• [Work to complete] Please read the records below and return each line holding the string "charger".

▼

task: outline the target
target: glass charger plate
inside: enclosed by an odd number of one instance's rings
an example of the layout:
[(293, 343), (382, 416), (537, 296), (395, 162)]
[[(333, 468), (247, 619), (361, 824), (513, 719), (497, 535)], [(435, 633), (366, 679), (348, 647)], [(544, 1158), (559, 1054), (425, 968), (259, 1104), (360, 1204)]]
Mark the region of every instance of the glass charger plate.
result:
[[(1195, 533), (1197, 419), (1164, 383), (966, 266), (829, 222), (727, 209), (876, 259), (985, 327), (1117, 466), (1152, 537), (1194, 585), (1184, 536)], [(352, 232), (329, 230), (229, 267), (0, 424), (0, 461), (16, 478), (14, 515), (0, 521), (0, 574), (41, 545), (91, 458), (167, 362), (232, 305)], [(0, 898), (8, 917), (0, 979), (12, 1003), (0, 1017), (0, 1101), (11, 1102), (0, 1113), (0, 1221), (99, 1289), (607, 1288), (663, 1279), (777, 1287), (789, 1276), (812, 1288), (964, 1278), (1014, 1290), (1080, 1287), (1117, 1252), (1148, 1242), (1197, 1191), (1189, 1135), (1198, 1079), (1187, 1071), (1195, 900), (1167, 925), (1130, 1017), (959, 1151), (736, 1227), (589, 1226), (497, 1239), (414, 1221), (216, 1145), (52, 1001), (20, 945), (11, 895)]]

▲

• [Output of the exercise]
target: glass charger plate
Mark the region of every instance of the glass charger plate.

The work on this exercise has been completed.